#### WHAT THIS TASK INVOLVES:
Reproduce all of the material that follows, leaving out the pictures, with "photo" swapped for "image" wherever it appears and everything else kept the same.

#### INPUT ROWS:

#####

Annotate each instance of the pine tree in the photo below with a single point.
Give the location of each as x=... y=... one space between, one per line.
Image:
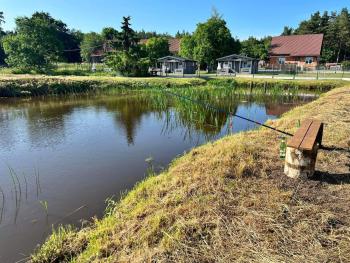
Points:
x=128 y=37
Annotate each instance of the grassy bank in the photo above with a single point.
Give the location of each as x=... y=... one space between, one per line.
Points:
x=228 y=201
x=36 y=85
x=27 y=85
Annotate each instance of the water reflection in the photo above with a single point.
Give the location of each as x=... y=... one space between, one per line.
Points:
x=75 y=152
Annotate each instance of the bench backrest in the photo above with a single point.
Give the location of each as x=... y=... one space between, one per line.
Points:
x=305 y=138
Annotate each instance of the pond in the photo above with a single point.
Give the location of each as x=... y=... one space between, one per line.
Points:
x=62 y=157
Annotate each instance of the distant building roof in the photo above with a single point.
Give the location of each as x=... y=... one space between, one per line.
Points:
x=297 y=45
x=235 y=57
x=173 y=59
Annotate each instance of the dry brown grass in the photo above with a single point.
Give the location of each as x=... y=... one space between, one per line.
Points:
x=229 y=201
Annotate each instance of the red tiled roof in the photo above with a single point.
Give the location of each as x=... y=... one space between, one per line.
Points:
x=174 y=45
x=297 y=45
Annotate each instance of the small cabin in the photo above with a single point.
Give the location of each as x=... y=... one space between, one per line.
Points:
x=237 y=64
x=178 y=65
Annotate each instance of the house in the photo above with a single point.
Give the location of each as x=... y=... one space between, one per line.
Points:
x=237 y=64
x=178 y=65
x=303 y=51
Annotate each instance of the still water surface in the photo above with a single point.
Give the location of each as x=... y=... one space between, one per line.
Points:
x=71 y=154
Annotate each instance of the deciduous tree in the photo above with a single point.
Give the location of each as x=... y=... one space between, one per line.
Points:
x=91 y=43
x=36 y=43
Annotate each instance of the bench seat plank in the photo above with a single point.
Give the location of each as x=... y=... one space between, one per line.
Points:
x=300 y=134
x=307 y=135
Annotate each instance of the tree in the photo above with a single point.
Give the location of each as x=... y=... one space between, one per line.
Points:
x=157 y=47
x=2 y=52
x=109 y=34
x=343 y=36
x=210 y=41
x=255 y=48
x=128 y=58
x=91 y=43
x=127 y=37
x=336 y=30
x=2 y=20
x=35 y=44
x=181 y=34
x=187 y=45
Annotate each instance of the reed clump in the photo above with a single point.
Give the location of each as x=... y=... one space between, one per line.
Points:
x=228 y=201
x=41 y=85
x=26 y=85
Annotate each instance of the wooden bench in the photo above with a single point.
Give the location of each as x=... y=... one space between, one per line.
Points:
x=302 y=150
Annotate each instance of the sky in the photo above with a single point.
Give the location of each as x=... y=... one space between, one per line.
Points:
x=244 y=18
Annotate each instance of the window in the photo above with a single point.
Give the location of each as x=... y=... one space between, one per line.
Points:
x=309 y=60
x=281 y=60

#####

#### ANSWER TO THE EXERCISE:
Annotate each instance of the pine tree in the image below with a single point.
Give the location of each as x=... y=... one space between, one per line.
Image:
Points:
x=128 y=37
Annotate each instance of the grassy bank in the image above with a single point.
Give the location of each as x=... y=... one space between, one per line.
Points:
x=228 y=201
x=36 y=85
x=27 y=85
Annotate each instance of the water reflection in the image above with a single point.
Give the location of each as x=... y=... one space between, one per line.
Points:
x=75 y=152
Annotate each instance of the bench backrest in the image above with a single point.
Give the location of each as x=... y=... one space between, one per line.
Points:
x=305 y=138
Annotate each instance of the pond in the image above with a single point.
Give the location of each as x=... y=... one space between, one per line.
Points:
x=62 y=157
Annotate each instance of the distant building roof in the image above with a single point.
Give the location of each as x=... y=... one space between, one per line.
Points:
x=297 y=45
x=235 y=57
x=173 y=59
Annotate each instance of the dry brown grass in the image above with a single point.
Give the location of each as x=... y=... one space between, one per line.
Points:
x=229 y=201
Annotate each instance of the red tiled roof in the image above with a single point.
Give the location of each as x=... y=... one space between, one per line.
Points:
x=174 y=45
x=297 y=45
Annotate each instance of the small cabin in the image above with a single point.
Give the location of each as x=... y=... one space between, one per line.
Points:
x=237 y=64
x=178 y=65
Annotate each instance of the house in the image above with a single point.
Give the location of each as x=... y=... one space between, one per line.
Points:
x=237 y=64
x=178 y=65
x=303 y=51
Annotate each instance of the still water surface in the image above with a single point.
Give the location of each as x=... y=... one space between, one per line.
Points:
x=71 y=154
Annotate each instance of the deciduous tree in the image above with a single point.
Give the location of each as x=... y=... one space between, one per line.
Points:
x=91 y=43
x=36 y=43
Annotate each instance of the bench seat plank in the image above with a single point.
Give the location of each as x=... y=... one space between, one per line.
Points:
x=300 y=134
x=307 y=135
Annotate each instance of the tree in the image above with a single point.
Give the location of each as x=... y=... one space between, one per line.
Points:
x=157 y=47
x=2 y=52
x=109 y=34
x=343 y=36
x=210 y=41
x=255 y=48
x=128 y=58
x=91 y=43
x=127 y=37
x=336 y=30
x=2 y=20
x=35 y=44
x=181 y=34
x=187 y=45
Annotate each instance of the reed clump in the image above with a single point.
Give the location of each as x=... y=... one space between, one per line.
Points:
x=228 y=201
x=41 y=85
x=26 y=85
Annotate each instance of the wooden bench in the image above with a single point.
Give the location of each as x=... y=... one space between, one per line.
Points:
x=302 y=150
Annotate each instance of the sky in the image above with a single point.
Give the location of each as x=... y=... one space between, one per line.
Points:
x=244 y=18
Annotate each instance of the window in the image above with a single point.
Give the location of each as x=... y=... one space between, one per line.
Points:
x=309 y=60
x=281 y=60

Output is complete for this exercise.